Three additional possibilities I can think of off-hand:
Using the physical setup in the photo of post #27, check the following:
  1. Meter is not Zeroed; does it read zero with the leads shorted?
  2. Stray pickup from the environment; nearby fluorescent or LED lamps often use switching regulators that can be very noisy. Even the old style 4-foot long fluorescent ceiling lamps with a ballast will radiate spikes from the several-hundred volt arc ignition voltage.
  3. There may be ripple or oscillation coming from the power supply you are using. Try putting a 0.1uF disc ceramic capacitor across its output terminals.
You can also put as much of the circuit as possible in an oven that has a window so you can still read the meter. A Microwave oven has better shielding, but a kitchen stove oven has a fair amount. (Don't turn on the oven though. :wink:)

A photo showing complete equipment layout of the setup from post 27 may give us some more clues.

Cheers,
Tom
 
  • #33
piepermd said:
My ultimate use of the varicaps is for adapting a WWII aircraft radio to electronic tuning.
That is quite a challenge.
What is the radio make and model number ?
What is the frequency range of the LO ?
Are you replacing the LO only, or are you also tuning some other RF circuits ?
 
  • #34
Baluncore said:
That is quite a challenge.
What is the radio make and model number ?
What is the frequency range of the LO ?
Are you replacing the LO only, or are you also tuning some other RF circuits ?
It’s the SCR-522 from the P-51 Mustang. The LO range will be 106-126 MHz for civil aviation. I am tuning 3 RF circuits as well, up to the mixer stage. The desired frequency is selected on a microcontroller which then calculates the bias voltage needed to create the requisite capacitance for resonance at that frequency minus the IF. The old ratchet style tuning with crystal oscillators for four channels is missing from my radio, no parts are available, and no other such radios are available in the world. Without the ratchet system it would not be possible to have four preset channels available for the pilot to select, but it can be done with electronic tuning.
 
  • #35
piepermd said:
It’s the SCR-522 from the P-51 Mustang. The LO range will be 106-126 MHz for civil aviation. I am tuning 3 RF circuits as well, up to the mixer stage.
It looks to me like it has RF tuning only on RX, but has two separate switched four channel crystal oscillators, one for TX, the other for RX. It should be possible to replace the crystal oscillator(s) with digital synthesizer board(s). The harmonic multipliers that generate the TX carrier, and the LO for RX, can still be used.

There should be no problem using varactors to tune the small RF signals in the RX path, but you can expect problems generating the higher amplitude RF needed to replace the crystal oscillators. For those, you should look at synthesizer ICs that include a current controlled CMOS oscillator inside a PLL.

▸ WRITTEN EXERCISE 1
Answer these questions from the forum thread:
(a) What capacitor is suggested for placing across the power supply's output terminals?
(b) What LO range is planned for civil aviation?
(c) What kind of ICs are recommended for generating the higher amplitude RF needed to replace the crystal oscillators?
▸ WRITTEN EXERCISE 2
Reproduce the forum thread word for word, starting at "Three additional possibilities" and ending at "oven though. :wink:)".

▸ ENTRIES

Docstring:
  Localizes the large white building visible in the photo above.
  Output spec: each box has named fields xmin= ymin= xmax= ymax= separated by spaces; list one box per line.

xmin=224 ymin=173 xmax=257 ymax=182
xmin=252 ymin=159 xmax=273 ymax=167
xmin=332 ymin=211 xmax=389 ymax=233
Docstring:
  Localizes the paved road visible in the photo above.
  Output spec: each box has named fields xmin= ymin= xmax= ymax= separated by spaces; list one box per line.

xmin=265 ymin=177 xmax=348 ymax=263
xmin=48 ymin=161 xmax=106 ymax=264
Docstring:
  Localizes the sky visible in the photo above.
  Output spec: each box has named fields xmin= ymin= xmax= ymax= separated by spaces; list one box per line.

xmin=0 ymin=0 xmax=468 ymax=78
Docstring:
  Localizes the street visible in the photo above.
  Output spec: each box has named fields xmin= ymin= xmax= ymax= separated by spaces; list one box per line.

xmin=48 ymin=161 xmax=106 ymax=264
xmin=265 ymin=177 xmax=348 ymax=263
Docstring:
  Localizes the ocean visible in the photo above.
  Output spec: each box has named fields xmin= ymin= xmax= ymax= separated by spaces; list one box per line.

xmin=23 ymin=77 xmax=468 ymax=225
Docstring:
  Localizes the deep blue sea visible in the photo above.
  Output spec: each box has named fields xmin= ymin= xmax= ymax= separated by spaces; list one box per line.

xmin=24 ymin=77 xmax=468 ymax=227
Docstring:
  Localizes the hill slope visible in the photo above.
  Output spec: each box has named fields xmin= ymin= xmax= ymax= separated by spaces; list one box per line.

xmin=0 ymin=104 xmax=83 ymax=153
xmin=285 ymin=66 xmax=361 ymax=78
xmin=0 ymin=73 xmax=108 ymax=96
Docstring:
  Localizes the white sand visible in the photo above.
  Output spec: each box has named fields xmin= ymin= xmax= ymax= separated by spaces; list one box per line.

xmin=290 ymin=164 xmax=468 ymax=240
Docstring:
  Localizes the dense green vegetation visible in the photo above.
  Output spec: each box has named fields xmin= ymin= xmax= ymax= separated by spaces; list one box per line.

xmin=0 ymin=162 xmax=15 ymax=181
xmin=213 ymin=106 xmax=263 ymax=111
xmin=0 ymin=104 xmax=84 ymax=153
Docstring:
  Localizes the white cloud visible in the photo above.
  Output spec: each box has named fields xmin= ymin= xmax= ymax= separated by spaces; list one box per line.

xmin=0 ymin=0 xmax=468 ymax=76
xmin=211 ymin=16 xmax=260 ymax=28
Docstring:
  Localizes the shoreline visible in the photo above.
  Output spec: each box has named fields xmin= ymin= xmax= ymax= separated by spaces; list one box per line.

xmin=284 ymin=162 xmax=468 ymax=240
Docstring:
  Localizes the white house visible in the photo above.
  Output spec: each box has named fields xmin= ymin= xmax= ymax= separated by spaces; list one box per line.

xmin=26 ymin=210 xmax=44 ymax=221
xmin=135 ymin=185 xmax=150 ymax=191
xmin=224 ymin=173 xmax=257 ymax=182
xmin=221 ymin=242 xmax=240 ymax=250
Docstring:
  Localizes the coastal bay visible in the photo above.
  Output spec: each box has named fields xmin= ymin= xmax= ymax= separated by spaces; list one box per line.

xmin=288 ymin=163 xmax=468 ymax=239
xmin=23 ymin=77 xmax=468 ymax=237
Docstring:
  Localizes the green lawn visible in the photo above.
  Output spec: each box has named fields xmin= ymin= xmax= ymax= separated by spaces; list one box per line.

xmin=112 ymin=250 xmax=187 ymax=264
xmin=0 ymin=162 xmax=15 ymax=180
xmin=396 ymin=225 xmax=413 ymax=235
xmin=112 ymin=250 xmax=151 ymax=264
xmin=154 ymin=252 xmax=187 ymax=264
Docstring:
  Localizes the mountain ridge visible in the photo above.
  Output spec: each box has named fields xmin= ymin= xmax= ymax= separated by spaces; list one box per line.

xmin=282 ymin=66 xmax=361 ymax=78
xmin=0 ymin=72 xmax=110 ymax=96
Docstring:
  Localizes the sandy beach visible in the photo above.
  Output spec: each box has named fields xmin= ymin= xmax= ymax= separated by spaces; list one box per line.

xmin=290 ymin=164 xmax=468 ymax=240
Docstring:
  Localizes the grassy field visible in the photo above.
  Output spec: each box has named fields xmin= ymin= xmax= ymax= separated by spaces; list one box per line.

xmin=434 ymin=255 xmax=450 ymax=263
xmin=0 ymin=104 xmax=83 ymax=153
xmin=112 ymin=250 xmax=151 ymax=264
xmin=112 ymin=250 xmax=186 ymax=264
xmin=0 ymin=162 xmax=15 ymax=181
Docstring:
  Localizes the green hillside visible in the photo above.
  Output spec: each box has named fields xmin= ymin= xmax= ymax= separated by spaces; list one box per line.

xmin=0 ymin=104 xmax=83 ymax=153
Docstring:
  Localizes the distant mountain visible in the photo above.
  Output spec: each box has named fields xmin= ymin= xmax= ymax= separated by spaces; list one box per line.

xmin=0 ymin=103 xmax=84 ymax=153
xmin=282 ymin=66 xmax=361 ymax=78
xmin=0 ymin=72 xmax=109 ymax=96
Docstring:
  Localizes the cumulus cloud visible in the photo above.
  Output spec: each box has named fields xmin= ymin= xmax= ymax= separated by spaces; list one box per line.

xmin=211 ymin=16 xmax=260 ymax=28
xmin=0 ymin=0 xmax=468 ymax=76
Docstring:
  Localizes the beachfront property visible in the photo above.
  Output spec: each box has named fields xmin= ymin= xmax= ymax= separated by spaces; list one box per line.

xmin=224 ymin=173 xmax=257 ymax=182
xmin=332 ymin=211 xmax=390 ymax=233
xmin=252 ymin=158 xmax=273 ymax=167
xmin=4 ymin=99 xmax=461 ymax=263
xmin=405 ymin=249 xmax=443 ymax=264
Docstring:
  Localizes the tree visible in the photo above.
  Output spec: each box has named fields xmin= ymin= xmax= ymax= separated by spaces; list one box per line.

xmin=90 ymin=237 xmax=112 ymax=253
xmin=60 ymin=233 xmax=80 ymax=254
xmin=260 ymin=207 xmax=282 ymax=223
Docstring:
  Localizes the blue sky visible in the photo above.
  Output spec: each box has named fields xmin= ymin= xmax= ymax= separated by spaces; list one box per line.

▸ OUTPUT 1
(a) A 0.1uF disc ceramic capacitor.
(b) 106-126 MHz.
(c) Synthesizer ICs that include a current controlled CMOS oscillator inside a PLL.

▸ OUTPUT 2
Three additional possibilities I can think of off-hand:
Using the physical setup in the photo of post #27, check the following:
  1. Meter is not Zeroed; does it read zero with the leads shorted?
  2. Stray pickup from the environment; nearby fluorescent or LED lamps often use switching regulators that can be very noisy. Even the old style 4-foot long fluorescent ceiling lamps with a ballast will radiate spikes from the several-hundred volt arc ignition voltage.
  3. There may be ripple or oscillation coming from the power supply you are using. Try putting a 0.1uF disc ceramic capacitor across its output terminals.
You can also put as much of the circuit as possible in an oven that has a window so you can still read the meter. A Microwave oven has better shielding, but a kitchen stove oven has a fair amount. (Don't turn on the oven though. :wink:)